_WHAT TO WORK ON_. Print the lines that run from the line with "Where can the distant" to the line with "Target: woman's light blue dress", keeping both end lines, exactly as they appear in the entries below, and nothing else.

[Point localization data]
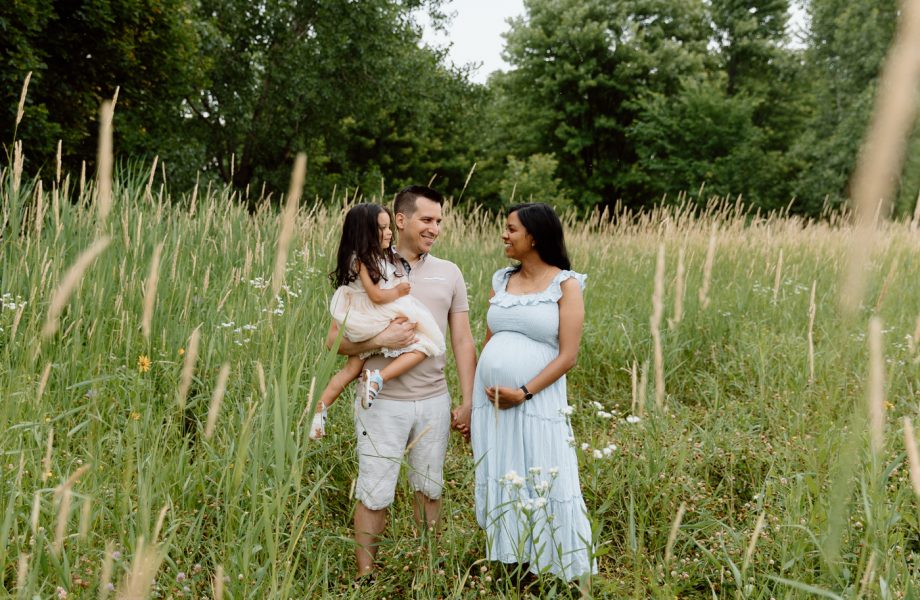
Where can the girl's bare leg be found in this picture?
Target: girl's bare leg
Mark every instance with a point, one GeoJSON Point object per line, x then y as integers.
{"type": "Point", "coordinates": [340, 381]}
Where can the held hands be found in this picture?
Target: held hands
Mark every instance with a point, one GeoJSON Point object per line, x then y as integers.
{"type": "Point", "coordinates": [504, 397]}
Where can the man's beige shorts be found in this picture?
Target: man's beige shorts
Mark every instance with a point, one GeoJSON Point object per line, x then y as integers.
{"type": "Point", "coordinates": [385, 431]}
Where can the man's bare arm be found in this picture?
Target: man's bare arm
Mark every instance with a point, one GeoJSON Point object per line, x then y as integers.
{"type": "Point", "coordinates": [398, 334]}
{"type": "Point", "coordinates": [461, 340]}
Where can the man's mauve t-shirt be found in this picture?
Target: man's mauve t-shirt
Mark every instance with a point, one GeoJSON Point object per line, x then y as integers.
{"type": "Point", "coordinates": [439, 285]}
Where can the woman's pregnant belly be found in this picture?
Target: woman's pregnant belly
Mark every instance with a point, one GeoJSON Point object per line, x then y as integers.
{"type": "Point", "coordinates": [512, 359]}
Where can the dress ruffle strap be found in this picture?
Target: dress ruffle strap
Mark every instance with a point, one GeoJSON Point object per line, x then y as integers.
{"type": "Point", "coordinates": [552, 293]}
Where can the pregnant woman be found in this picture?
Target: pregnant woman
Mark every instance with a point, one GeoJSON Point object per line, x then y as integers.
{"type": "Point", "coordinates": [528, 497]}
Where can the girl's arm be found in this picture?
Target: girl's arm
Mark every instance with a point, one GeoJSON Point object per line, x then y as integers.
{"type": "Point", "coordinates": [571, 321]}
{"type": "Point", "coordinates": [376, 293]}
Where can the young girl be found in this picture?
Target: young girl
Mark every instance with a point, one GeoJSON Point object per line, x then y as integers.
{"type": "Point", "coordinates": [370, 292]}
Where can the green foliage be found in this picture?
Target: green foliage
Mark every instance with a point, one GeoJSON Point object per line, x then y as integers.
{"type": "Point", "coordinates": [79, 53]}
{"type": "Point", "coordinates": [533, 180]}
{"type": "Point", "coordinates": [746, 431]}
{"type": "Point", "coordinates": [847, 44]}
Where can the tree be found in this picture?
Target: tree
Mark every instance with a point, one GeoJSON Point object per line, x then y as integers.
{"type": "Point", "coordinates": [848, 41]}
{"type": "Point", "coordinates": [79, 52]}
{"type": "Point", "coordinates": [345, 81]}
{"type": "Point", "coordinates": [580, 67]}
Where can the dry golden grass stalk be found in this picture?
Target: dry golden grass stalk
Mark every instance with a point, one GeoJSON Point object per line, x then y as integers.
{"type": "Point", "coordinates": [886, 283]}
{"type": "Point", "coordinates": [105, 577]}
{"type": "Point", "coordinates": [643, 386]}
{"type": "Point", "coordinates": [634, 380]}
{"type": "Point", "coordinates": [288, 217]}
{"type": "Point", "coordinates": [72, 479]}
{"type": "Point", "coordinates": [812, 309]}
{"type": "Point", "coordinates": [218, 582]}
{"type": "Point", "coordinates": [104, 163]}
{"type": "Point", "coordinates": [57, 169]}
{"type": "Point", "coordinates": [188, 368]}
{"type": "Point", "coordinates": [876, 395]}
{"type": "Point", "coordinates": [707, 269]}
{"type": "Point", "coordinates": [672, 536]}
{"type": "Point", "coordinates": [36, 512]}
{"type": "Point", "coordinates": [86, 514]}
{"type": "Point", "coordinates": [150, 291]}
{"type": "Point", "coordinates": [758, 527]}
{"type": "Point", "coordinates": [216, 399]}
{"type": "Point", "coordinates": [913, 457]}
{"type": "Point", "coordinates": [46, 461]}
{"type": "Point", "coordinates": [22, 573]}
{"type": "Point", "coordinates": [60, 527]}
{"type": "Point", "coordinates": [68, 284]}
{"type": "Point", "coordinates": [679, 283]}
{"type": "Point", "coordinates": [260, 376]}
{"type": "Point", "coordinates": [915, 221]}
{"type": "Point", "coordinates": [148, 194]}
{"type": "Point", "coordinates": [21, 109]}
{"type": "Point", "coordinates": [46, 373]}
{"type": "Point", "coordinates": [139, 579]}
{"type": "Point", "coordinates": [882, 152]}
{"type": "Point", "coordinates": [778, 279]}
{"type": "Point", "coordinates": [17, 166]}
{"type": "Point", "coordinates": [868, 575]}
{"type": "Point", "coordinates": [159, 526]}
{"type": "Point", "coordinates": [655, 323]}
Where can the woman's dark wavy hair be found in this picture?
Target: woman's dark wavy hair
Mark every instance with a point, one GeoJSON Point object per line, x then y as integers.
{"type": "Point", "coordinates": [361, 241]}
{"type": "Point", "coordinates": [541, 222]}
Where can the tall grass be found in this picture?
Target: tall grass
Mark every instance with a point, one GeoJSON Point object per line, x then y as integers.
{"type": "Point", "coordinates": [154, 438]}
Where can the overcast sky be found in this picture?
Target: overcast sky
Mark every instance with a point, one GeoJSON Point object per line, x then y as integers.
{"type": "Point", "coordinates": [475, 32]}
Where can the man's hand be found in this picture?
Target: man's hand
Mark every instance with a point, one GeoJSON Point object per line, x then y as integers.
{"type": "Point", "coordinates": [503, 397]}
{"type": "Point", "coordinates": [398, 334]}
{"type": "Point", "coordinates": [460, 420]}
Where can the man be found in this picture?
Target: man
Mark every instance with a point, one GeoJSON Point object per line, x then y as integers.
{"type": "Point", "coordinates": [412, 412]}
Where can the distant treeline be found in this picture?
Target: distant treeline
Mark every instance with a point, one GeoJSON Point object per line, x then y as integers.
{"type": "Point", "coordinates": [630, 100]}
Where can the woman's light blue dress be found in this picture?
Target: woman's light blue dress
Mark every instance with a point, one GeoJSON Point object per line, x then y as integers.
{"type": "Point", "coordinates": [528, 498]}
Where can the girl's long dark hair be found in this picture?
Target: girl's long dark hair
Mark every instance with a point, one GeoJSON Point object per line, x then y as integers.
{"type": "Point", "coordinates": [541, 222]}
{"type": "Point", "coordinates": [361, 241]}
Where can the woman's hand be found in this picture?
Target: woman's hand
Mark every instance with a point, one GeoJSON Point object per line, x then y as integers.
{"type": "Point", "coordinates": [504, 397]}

==

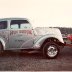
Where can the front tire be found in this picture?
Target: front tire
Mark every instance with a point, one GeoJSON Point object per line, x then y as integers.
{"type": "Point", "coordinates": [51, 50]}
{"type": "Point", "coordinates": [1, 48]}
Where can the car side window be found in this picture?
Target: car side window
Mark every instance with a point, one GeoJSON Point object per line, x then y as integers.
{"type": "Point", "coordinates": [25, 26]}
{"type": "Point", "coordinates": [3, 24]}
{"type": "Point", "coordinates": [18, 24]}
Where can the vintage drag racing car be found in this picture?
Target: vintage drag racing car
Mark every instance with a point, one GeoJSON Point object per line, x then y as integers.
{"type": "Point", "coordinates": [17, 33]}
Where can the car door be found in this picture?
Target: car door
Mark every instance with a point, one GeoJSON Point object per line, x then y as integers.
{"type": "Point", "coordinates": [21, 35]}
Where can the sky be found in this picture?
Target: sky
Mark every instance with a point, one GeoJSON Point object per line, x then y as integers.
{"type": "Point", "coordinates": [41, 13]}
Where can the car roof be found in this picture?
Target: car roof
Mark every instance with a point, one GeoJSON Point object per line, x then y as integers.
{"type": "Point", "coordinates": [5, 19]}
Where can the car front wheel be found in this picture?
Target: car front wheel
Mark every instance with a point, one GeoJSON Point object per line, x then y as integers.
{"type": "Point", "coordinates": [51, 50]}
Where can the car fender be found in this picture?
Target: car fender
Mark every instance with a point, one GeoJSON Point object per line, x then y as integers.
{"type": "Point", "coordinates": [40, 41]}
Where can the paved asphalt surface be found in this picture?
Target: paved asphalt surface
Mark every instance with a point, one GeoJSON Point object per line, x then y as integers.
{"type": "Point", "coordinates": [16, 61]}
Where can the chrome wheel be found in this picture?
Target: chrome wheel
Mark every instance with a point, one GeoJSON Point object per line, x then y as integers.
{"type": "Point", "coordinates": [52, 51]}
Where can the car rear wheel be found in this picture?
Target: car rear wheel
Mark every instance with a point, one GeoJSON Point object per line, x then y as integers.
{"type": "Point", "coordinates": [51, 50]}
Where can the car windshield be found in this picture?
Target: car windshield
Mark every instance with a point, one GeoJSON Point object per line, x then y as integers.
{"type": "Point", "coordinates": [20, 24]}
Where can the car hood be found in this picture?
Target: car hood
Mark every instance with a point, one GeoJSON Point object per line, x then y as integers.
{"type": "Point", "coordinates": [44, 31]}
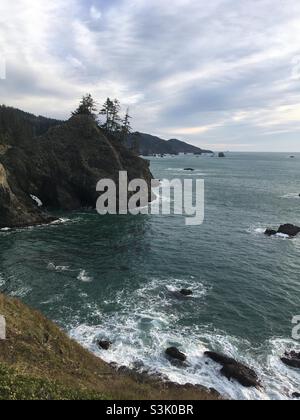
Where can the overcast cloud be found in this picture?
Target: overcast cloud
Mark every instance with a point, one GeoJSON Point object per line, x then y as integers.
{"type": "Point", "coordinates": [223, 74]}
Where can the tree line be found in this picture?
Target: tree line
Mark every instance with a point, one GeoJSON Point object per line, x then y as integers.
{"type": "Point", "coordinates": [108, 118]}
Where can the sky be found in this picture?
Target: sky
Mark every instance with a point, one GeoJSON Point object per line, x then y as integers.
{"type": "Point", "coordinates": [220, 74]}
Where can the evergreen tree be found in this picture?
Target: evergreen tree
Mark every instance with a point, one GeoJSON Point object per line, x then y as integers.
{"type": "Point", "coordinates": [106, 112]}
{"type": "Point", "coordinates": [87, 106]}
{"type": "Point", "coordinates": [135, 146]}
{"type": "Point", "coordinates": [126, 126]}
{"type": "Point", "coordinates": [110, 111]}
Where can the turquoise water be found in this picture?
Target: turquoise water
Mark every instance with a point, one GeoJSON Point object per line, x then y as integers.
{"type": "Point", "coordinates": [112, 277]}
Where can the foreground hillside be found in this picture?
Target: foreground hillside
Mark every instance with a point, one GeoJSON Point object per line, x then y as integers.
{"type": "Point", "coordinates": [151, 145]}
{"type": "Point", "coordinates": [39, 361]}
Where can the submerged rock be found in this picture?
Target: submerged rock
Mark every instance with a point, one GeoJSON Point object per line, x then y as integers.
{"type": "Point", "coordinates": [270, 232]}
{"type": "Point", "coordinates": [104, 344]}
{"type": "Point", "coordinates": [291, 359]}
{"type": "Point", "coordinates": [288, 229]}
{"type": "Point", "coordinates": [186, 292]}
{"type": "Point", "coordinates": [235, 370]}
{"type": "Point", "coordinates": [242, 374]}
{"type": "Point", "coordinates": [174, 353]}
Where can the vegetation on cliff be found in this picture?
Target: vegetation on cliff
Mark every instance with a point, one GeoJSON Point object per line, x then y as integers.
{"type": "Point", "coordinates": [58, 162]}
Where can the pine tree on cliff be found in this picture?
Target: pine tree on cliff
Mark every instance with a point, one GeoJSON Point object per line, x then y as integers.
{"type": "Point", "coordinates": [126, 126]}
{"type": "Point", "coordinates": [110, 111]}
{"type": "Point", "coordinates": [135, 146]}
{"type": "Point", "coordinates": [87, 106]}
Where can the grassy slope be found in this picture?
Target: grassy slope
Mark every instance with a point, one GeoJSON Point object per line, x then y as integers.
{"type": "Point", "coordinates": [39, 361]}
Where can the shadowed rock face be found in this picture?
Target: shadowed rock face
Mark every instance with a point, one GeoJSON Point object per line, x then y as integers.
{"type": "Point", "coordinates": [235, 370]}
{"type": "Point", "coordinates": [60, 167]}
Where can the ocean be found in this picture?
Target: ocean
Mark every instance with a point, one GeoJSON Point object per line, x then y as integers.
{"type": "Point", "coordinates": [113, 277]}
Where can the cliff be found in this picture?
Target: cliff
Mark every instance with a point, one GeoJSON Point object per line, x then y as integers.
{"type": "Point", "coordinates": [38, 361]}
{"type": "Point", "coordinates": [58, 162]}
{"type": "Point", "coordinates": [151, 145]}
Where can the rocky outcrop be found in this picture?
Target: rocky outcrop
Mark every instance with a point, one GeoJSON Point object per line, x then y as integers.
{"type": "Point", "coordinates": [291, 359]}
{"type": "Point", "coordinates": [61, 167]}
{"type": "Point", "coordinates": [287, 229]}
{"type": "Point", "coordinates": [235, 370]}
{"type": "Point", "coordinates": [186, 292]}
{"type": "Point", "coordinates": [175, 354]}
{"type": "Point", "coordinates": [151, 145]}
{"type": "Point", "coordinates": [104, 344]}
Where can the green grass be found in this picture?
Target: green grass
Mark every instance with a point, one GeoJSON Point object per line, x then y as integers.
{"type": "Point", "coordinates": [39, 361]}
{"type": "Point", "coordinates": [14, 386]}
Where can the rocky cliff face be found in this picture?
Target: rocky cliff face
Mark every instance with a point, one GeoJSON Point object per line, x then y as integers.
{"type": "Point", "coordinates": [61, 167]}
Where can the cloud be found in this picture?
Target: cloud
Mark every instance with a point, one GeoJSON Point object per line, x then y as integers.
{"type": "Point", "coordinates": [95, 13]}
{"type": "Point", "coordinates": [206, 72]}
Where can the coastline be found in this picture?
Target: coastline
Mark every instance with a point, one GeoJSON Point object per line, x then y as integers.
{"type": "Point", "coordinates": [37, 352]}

--

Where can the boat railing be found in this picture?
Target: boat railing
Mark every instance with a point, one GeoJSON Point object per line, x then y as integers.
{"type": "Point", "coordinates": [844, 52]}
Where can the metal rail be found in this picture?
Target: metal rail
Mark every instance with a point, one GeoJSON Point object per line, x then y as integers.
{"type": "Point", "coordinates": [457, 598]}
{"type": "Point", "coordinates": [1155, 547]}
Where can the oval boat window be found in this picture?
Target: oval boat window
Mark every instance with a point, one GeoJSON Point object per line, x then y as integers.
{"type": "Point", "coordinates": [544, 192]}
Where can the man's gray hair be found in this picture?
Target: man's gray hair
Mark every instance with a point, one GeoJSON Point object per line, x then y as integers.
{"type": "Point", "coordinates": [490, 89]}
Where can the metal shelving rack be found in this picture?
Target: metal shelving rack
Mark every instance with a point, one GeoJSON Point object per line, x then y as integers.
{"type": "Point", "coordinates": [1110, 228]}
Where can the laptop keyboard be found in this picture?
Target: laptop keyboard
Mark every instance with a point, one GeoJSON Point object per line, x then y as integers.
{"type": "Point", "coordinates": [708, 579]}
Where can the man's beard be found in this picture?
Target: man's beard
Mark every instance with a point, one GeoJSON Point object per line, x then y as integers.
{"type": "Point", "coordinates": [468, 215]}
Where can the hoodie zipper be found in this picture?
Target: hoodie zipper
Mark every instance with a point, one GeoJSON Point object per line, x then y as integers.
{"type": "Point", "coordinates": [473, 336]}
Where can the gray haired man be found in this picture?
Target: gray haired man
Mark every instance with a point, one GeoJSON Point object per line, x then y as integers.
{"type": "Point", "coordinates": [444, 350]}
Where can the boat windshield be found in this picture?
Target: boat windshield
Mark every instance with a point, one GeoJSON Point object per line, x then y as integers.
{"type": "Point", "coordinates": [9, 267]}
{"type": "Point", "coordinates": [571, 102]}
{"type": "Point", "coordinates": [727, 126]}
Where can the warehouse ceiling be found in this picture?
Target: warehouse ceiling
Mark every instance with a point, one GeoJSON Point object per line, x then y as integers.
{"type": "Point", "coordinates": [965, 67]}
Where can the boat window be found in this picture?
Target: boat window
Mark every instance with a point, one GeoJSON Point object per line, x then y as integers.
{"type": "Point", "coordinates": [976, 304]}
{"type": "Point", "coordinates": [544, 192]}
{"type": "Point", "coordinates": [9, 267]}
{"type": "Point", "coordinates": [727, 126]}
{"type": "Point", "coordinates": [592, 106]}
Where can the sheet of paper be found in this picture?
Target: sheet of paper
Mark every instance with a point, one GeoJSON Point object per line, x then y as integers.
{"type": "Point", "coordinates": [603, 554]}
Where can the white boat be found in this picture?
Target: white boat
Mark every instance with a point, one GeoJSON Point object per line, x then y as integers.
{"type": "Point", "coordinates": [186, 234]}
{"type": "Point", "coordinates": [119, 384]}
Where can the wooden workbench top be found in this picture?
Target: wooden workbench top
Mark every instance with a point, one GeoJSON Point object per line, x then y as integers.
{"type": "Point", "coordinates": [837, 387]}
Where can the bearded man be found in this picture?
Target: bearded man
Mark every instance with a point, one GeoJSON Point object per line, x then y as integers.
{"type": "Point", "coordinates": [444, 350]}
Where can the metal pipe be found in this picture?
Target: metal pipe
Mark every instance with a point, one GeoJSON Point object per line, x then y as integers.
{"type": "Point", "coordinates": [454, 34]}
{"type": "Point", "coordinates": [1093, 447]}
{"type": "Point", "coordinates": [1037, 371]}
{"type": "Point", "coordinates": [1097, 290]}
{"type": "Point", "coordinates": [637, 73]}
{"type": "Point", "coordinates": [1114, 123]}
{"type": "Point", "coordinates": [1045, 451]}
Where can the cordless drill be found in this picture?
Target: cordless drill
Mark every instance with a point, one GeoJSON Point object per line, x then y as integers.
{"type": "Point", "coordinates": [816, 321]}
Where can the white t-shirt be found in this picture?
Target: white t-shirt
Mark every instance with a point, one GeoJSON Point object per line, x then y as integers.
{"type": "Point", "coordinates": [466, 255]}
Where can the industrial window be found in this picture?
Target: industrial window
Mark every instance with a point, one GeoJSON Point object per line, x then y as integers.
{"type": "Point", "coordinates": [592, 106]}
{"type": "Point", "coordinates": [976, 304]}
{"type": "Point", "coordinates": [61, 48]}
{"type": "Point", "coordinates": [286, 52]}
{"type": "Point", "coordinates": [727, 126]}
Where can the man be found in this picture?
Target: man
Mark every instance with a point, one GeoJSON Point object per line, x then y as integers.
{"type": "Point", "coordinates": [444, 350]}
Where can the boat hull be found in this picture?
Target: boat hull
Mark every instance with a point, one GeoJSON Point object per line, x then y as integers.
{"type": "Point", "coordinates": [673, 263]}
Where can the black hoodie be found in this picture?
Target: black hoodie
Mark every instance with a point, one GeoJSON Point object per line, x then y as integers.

_REPLY_.
Where can the distant treeline be found in this picture?
Target: distant treeline
Mark every instance with a point, one GeoJSON Point object per line, x then y as integers.
{"type": "Point", "coordinates": [630, 100]}
Where can the woman's light blue dress be found in this picture?
Target: woman's light blue dress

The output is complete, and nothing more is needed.